#### Page extract
[start]

Cape Gloucester: The Green Inferno

Part 4

Chapter 43,585 wordsPublic domain

To the west, Company B, 1st Marines, boarded landing craft on 12 February and crossed the Dampier Strait to occupy Rooke Island, some fifteen miles from the coast of New Britain. The division's intelligence specialists concluded correctly that the garrison had departed. Indeed, the transfer began on 6 December 1943, roughly three weeks before the landings at Cape Gloucester, when Colonel Jiro Sato and half of his 500-man _51st Reconnaissance Regiment_, sailed off to Cape Bushing. Sato then led his command up the Itni River and joined the main body of the _Matsuda Force_ east of Mount Talawe. Instead of committing Sato's troops to the defense of Hill 660, Matsuda directed him to delay the elements of the 5th Marines and 1st Marines that were converging over the inland trail net. Sato succeeded in checking the Hunt patrol on 28 January and buying time for Matsuda's retreat, not to the south, but, as the documents captured at the general's abandoned headquarters confirmed, along the northern coast, with the _51st Reconnaissance Regiment_ initially serving as the rear guard.

Once the Marines realized what Matsuda had in mind, cutting the line of retreat assumed the highest priority, as demonstrated by the withdrawal of the 1st Battalion, 5th Marines, from the Puller patrol on the very eve of the march toward Gilnit. As early as 3 February, Rupertus concluded that the Japanese could no longer mount a counterattack on the airfields and began devoting all his energy and resources to destroying the retreating Japanese. The division commander chose Selden's 5th Marines, now restored to three-battalion strength, to conduct the pursuit. While Petras and his light aircraft scouted the coastal track, landing craft stood ready to embark elements of the regiment and position them to cut off and destroy the _Matsuda Force_. Bad weather hampered Selden's Marines; clouds concealed the enemy from aerial observation, and a boiling surf ruled out landings over certain beaches. With about 5,000 Marines, and some Army dog handlers and their animals, the colonel rotated his battalions, sending out fresh troops each day and using 10 LCMs in attempts to leapfrog the retreating Japanese. "With few exceptions, men were not called upon to make marches on two successive days," Selden recalled. "After a one-day hike, they either remained at that camp for three or four days or made the next jump by LCMs." At any point along the coastal track, the enemy might have concealed himself in the dense jungle and sprung a deadly ambush, but he did not. Selden, for instance, expected a battle for the Japanese supply point at Iboki Point, but the enemy faded away. Instead of encountering resistance by a determined and skillful rear guard, the 5th Marines found only stragglers, some of them sick or wounded. Nevertheless, the regimental commander could take pride in maintaining unremitting pressure on the retreating enemy "without loss or even having a man wounded" and occupying Iboki Point on 24 February.

[end]

#### Information shown

[start]

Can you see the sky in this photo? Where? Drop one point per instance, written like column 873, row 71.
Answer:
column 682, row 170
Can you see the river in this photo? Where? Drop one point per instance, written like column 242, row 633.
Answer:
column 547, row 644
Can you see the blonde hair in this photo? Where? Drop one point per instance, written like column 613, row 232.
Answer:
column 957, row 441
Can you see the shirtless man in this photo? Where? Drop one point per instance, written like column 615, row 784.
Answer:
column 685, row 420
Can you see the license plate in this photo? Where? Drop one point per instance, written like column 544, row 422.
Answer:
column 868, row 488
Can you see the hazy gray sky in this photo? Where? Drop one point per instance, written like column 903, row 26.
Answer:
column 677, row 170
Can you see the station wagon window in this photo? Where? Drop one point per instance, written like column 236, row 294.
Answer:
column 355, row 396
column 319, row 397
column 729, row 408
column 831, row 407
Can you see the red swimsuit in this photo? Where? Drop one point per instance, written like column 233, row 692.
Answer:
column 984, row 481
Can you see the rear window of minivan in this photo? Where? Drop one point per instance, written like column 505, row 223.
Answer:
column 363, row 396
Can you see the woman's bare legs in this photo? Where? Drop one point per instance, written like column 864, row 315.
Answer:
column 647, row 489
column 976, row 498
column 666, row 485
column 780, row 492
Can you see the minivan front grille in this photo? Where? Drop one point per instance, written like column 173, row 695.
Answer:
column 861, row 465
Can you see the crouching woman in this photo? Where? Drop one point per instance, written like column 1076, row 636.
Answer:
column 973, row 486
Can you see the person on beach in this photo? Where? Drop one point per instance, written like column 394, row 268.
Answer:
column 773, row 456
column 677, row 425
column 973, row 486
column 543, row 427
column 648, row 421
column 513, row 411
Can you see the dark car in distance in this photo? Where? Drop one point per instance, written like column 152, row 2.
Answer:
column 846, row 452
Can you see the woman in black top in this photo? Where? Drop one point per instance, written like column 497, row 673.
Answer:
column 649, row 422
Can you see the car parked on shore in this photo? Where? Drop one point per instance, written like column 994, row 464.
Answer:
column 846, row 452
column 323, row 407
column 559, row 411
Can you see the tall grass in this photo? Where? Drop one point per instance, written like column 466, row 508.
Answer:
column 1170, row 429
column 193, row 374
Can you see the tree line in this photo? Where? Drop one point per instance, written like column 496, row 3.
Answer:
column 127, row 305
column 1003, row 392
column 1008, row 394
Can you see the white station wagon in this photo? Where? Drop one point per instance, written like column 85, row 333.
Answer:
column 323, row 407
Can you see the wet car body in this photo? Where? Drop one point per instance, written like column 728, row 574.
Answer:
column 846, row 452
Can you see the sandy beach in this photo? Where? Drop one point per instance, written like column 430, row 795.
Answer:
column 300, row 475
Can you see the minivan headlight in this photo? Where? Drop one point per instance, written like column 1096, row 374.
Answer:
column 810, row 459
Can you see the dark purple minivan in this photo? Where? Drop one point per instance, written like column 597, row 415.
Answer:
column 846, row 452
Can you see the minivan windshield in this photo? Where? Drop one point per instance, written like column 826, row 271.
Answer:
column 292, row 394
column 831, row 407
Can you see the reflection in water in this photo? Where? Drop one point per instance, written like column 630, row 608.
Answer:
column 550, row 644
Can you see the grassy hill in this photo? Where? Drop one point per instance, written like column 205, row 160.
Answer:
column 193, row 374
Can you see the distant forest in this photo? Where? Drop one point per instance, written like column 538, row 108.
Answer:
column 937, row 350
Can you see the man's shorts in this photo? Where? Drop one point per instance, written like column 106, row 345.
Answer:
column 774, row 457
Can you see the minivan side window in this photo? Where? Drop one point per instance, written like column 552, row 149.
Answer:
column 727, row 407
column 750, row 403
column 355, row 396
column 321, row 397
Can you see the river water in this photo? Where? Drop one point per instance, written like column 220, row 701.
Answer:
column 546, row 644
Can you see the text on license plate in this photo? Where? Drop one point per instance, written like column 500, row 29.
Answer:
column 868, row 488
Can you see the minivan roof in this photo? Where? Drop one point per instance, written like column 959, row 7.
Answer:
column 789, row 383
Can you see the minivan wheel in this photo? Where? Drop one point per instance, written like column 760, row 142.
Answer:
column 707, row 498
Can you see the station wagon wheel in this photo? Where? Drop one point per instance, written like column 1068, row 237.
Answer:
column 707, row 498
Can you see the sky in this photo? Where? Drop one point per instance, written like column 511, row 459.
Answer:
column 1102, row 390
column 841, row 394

[end]

#### What to do
Continue the account of the Marines' pursuit of the Matsuda Force at Cape Gloucester, beginning after its closing sentence about the occupation of Iboki Point on 24 February.

#### Exercise result
Meanwhile, American amphibious forces had seized Kwajalein and Eniwetok Atolls in the Marshall Islands, as the Central Pacific offensive gathered momentum. Further to complicate Japanese strategy, carrier strikes proved that Truk had become too vulnerable to continue serving as a major naval base. The enemy, conscious of the threat to his inner perimeter that was developing to the north, decided to pull back his fleet units from Truk and his aircraft from Rabaul. On 19 February--just two days after the Americans invaded Eniwetok--Japanese fighters at Rabaul took off for the last time to challenge an American air raid. When the bombers returned on the following day, not a single operational Japanese fighter remained at the airfields there.

The defense of Rabaul now depended exclusively on ground forces. Lieutenant General Yusashi Sakai, in command of the _17th Division_, received orders to scrap his plan to dig in near Cape Hoskins and instead proceed to Rabaul. The general believed that supplies enough had been positioned along the trail net to enable at least the most vigorous of Matsuda's troops to stay ahead of the Marines and reach the fortress. The remaining self-propelled barges could carry heavy equipment and those troops most needed to defend Rabaul, as well as the sick and wounded. The retreat, however, promised to be an ordeal for the Japanese. Selden had already demonstrated how swiftly the Marines could move, taking advantage of American control of the skies and the coastal waters, and a two-week march separated the nearest of Matsuda's soldiers from their destination. Attrition would be heavy, but those who could contribute the least to the defense of Rabaul seemed the likeliest to fall by the wayside.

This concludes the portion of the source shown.